[SELECTED PASSAGE]:
Server based game augmentations. The transition to cloud. Really possible?

This post is very interesting ....with some very interesting ideas about how the cloud may or may not help in game .
I wonder would it be possible to populate a squad based game with bots based and your friends playing style from data collected from there playing style.

Yes/no, and it doesn't necessarily have much to do with the cloud.

AFAICT the options are:
- record the player moving through a level, and replay exactly that. This is great for a 'ghost car' but obviously the AI is fixed, if the environment changes (e.g. you shoot someone/crash into them) then it immediately breaks.

- try to work out "meaning" behind the players action and create an AI based on that. AFAIK this would need to be hand-crafted for each game, and sounds rather impractical. (too much like 'step 1: create a hard AI').

- measure 'some aspects' of a player's gameplay and then match it to a predefined AI with custom parameters. For example 'sniper', 'shooting: 8', 'in cover: 6', 'preferred weapon A, B, C', "doesn't use grenades, always uses skill 3, forgets he has medpacks, prefers flag #1".

The last one sounds entirely do-able. In practice I think a local set of counters would create enough data for that.
 
As above, what's the data format for you grass and buildings that you send to the console? Let's take a hypothetical 8 vertex blade of grass, a textured ribbon. It requires 8 32bit (preferably 64, but we can lose accuracy to save BW) values to represent each vertex position. That's 32 bytes. One thousand blades of grass would require 32 kb of info per frame. A field would require crazy amounts of BW.
You would not want to send foliage/particle positions over the internet connection. That would be a huge waste of bandwidth.

Lets say we want to have high quality wind simulation (simulate air movement by fluid dynamics), and we want to move our foliage and particles (smoke etc) according to the wind. You wouldn't want to send any information about your particles / foliage to the cloud in this scenario. You would want to offload the air flow fluid dynamics calculation to the cloud, generate a low resolution vector field in the server, compress that field, and send that field to the client. Now the client can animate the foliage / particles according to the vector field (preferably using a GPU vertex/compute shader). This is cheap for the client. The heaviest part of the calculation (wind simulation) is offloaded to the cloud. This kind of method also combines very well with local modifiers (player moving though the particle cloud, player stomping on the animating grass). If you do the whole animation in the cloud, you will have latency issues (animation reacts too slowly to player actions).

[EXERCISE 1]:
In the thread on cloud-based game augmentations, which calculation does the wind example say should be offloaded to the cloud?
[EXERCISE 2]:
Count the lines of the entries that contain the string "beige", and reply with the number alone.

[MATERIAL]:
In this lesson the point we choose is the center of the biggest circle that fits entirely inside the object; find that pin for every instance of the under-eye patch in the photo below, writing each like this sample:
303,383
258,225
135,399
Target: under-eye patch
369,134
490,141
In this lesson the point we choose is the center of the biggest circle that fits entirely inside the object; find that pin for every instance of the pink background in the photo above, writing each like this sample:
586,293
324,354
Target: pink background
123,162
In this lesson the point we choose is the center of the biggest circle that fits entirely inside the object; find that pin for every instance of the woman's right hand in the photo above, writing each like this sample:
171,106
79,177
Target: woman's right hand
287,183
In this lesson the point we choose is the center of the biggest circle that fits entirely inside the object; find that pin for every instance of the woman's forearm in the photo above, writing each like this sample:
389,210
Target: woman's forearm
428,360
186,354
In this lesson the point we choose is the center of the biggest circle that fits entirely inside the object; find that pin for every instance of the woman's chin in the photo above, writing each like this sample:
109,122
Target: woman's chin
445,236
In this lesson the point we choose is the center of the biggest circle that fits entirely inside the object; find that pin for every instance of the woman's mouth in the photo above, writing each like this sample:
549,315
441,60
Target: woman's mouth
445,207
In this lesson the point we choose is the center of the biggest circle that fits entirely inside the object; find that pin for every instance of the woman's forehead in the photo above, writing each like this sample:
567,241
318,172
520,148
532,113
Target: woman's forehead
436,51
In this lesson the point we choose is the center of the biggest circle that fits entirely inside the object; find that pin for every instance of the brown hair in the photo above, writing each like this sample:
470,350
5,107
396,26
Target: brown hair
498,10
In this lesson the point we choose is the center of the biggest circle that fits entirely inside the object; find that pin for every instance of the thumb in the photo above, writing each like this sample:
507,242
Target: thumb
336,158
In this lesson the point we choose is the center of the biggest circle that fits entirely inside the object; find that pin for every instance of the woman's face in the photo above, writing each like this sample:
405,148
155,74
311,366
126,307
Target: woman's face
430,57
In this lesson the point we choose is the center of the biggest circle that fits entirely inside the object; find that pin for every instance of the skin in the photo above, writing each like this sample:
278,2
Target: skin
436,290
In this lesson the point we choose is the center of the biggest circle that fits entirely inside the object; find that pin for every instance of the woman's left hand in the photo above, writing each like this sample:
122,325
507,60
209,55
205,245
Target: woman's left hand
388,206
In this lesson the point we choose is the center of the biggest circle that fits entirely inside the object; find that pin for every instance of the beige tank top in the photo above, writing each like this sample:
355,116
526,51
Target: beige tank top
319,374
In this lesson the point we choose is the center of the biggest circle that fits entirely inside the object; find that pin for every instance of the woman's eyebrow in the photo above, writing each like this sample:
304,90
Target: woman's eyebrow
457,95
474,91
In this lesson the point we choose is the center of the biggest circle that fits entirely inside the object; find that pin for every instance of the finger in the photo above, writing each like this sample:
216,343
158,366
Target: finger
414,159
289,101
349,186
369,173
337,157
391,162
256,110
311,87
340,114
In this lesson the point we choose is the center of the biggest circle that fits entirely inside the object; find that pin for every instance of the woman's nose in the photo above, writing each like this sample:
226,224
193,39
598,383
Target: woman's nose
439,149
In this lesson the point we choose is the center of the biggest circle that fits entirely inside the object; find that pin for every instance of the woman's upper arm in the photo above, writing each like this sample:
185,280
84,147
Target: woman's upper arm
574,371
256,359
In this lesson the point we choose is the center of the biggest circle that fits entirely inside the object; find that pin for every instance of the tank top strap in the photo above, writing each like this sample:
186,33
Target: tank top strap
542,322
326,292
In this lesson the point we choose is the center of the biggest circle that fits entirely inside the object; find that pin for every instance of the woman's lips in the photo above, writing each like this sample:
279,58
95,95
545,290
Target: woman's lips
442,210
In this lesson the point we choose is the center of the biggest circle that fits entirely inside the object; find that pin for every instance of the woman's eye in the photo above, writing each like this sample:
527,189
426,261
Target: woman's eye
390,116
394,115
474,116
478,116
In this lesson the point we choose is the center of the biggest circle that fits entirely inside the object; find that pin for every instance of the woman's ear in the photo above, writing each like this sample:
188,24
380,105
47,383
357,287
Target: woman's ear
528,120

[EXERCISE RESPONSE 1]:
The air flow fluid dynamics calculation.

[EXERCISE RESPONSE 2]:
2